Выбранный отрывок:
========================================

Всё остальное вполне запутанно: где здесь полемика, где смирение, где вежливость, где её дерзкое нарушение... Должно ли уже само новообразование в названии, являющееся знаком для пустого, всецело обусловленного культурой представления «о’смерти», восприниматься ещё и как невежливая отсылка к «последнему философу»? — Так или иначе, но глумливое звучание названия составляет вызывающий контраст: и видимой серьёзности темы, и самой музыке, в которой традиционная барочная экзальтированность превращается в ироническую сдержанность. Несомненным нарушением вежливости является, впрочем, уже сам по себе факт разговора о смерти, вещи неприлично непонятной и даже унылой... Упоминать о ней — почти такая же «бестакность», как говорить..., — нет, даже не о сексе, а — о деньгах,[12] любовь к которым и признание абсолютной власти которых словно бы получило высшую презумпцию греха: общего для всех и каждого, настолько общего и настолько очевидного, что... — тс-с-с, только молчание, молчание!.. — Artig..., artig... Впрочем, к само́й смерти, как я понимаю это слово, хор О’тод имеет отношения ничуть не больше, чем любая моя квартетная пьеса, — примерно так же, как и к Смерти, явленной в музыке Баха, Шуберта, Брукнера, Моцарта, Окегема, Палестрины и даже — Берлиоза. А вот попытка невежливого выпада в адрес отвратительного позитивисткого мифа о смерти здесь несомненна, — недаром ветхий стих Отода в точности совпадает с текстом знаменитого брамсовского «Строгого напева». Кстати сказать, ведь и сам по себе библейский текст тоже может быть объектом пародии, однако он допускает слишком уж много прочтений (вспомнить к тому, хотя бы развесёлый средневековый лубок на тему Триумфа Смерти, где она предстаёт в роли этакого булгаковского «Шарикова», вечной человеческой дворняги, вершащей идиотское правосудие тотальной уравниловки).[13]
Далеко не у каждого художника соответствующей эпохи Смерть предстаёт в виде столь официального, почти бюрократического события с неприличным оттенком (неприличным..., подчас до спазмов оргазмического характера): ради примера вспомню хотя бы «чёрную Мессу» Скрябина, где головокружительная пляска на трупе человечества, наконец, примиряет жизнь со смертью — соединяя их в нечто одно, нераздельное и неразделимое...[комм. 9] Или, напротив того, фортепианную Сонату Яначека, в которой Смерть — причём, в заранее заявленном гражданском контексте! — остаётся в рамках индивидуально-метафизических... «...ещё обиду тянет с блюдца...» — какое стремительное преображение невнятного, детского: «неужели я настоящий?!» [15] И в самом деле, трудно поверить. Ещё труднее — понять... «Смерть в Венеции» — тоже своего рода исключение,[16] однако, исключительно невольное: самая исключительность его начинается и заканчивается одним упоминанием Венеции, ибо следующего шага, а именно философского осмысления самого этого нахождения (как в смерти, так и в жизни) в Венеции — этом обретённом & искуплённом рае, алтаре освобождения европейской культуры от самой себя — кажется, никто так и не совершил. — Artig..., artig...

========================================

(Записи набора данных для указания точек)

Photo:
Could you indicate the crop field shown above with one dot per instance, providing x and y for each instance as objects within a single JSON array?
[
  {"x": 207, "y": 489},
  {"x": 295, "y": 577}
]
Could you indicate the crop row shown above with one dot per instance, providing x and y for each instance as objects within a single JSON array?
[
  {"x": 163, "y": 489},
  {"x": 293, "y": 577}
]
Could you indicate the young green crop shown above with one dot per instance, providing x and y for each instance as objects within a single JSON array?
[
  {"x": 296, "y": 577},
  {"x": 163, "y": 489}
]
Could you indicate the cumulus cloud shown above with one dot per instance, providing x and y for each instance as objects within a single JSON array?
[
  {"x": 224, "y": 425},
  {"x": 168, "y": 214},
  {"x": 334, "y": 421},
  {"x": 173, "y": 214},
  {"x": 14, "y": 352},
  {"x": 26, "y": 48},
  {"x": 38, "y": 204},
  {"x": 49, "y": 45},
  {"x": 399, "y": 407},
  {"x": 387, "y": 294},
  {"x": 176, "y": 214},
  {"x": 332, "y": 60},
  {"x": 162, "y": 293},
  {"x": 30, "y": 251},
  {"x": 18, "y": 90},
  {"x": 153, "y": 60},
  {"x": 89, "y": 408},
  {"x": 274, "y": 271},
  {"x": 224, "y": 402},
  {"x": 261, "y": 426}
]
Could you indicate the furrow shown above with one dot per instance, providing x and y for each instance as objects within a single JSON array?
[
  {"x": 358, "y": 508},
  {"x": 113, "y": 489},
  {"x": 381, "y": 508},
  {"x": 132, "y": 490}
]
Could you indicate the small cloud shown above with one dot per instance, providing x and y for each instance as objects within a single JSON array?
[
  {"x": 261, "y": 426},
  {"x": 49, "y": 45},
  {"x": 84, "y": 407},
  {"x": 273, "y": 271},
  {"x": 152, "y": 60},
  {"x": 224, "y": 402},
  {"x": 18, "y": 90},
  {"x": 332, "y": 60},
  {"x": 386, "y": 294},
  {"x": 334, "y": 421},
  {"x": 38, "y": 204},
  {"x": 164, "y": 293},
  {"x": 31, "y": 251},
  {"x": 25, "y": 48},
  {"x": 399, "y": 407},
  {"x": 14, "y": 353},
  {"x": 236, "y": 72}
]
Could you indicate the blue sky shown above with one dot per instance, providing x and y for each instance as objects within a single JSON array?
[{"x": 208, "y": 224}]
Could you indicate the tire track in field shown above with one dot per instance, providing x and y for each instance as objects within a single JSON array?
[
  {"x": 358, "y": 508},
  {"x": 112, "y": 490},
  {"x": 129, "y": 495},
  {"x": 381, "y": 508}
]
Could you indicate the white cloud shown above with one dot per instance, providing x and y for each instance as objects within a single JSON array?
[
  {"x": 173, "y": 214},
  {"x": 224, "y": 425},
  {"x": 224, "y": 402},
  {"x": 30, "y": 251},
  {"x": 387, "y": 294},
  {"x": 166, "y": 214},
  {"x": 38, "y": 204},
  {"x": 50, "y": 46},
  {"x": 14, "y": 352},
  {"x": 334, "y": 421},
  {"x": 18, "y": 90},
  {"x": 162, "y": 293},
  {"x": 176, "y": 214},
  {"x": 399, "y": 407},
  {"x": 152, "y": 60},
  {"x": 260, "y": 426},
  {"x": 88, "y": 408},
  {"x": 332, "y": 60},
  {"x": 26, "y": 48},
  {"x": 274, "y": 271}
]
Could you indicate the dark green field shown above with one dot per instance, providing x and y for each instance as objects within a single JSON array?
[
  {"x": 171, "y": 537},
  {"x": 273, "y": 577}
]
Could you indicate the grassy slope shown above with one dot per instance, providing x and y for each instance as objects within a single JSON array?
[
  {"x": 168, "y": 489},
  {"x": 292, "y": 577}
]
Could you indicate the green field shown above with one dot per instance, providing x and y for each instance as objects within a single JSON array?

========================================

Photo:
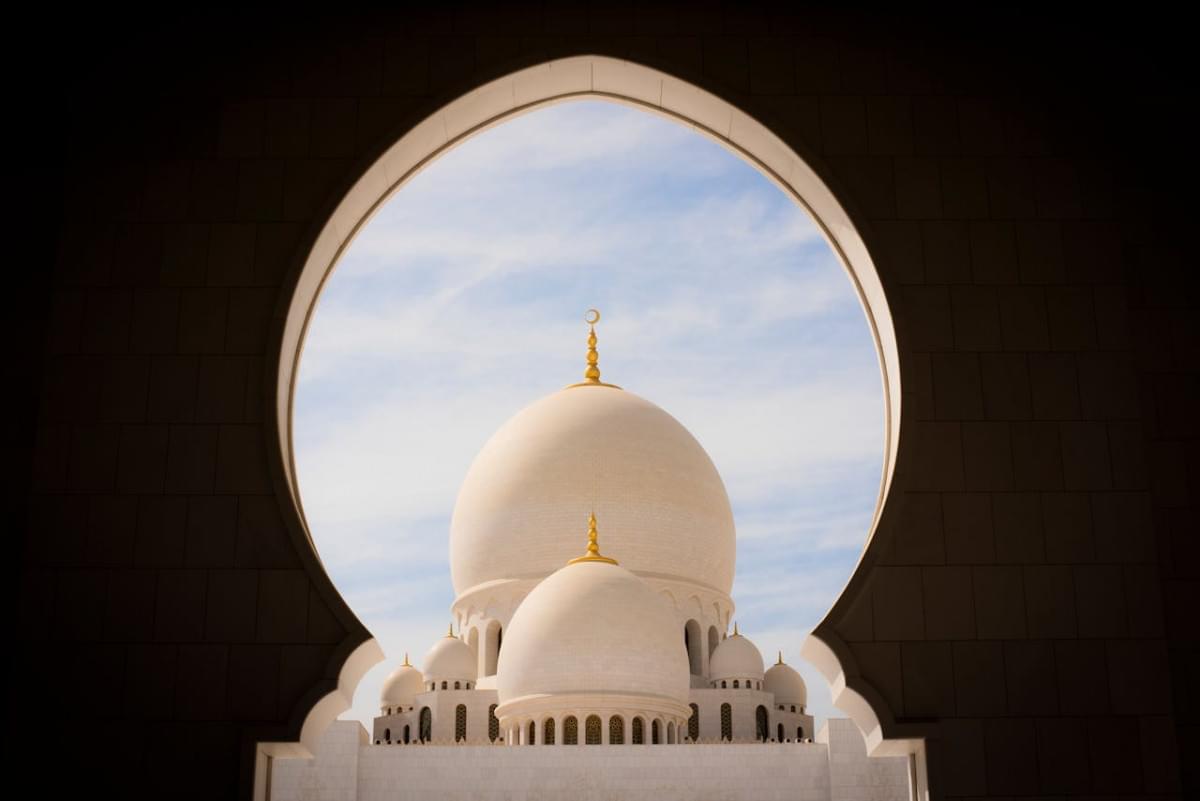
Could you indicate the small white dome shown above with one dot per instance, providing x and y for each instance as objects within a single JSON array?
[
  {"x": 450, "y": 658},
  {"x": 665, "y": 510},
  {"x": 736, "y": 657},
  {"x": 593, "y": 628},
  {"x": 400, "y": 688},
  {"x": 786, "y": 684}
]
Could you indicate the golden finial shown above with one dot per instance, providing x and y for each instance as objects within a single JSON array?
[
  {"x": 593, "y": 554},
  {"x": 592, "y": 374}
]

========================================

Задания:
1) С текстом какого произведения, согласно выбранному отрывку, в точности совпадает ветхий стих Отода?
2) Обновите записи между строками, содержащими «Could you indicate the grassy» и «Could you indicate the green», включительно. Замените в них «grassy slope» на «grassy hillside», а всё остальное оставьте без изменений.

Итоговые ответы:
1) Он в точности совпадает с текстом знаменитого брамсовского «Строгого напева».

2)
Could you indicate the grassy hillside shown above with one dot per instance, providing x and y for each instance as objects within a single JSON array?
[
  {"x": 168, "y": 489},
  {"x": 292, "y": 577}
]
Could you indicate the green field shown above with one dot per instance, providing x and y for each instance as objects within a single JSON array?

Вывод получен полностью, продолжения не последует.